===== 항목

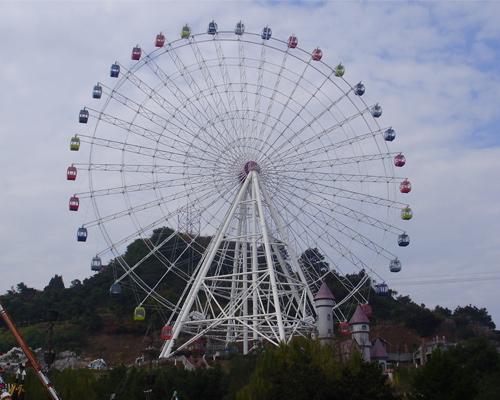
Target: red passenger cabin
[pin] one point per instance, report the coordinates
(160, 40)
(71, 173)
(317, 54)
(166, 333)
(74, 203)
(405, 186)
(136, 53)
(399, 160)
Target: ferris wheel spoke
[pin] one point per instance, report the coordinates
(318, 135)
(320, 212)
(227, 85)
(326, 150)
(185, 101)
(305, 183)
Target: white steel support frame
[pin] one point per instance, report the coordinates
(257, 300)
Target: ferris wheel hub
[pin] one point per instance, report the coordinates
(251, 166)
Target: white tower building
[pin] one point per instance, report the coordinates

==========

문제:
"Target: white steel support frame"이 들어 있는 행에서 시작해 마지막 행에서 끝나는 행들만 요청까지 모두 포함해 다시 쓰고, 답에 나온 좌표의 모든 숫자에 -113을 더하세요.

예상 답안:
Target: white steel support frame
[pin] one point per instance, report the coordinates
(144, 187)
Target: ferris wheel hub
[pin] one point per instance, report the coordinates
(138, 53)
Target: white tower building
[pin] one point per instance, report the coordinates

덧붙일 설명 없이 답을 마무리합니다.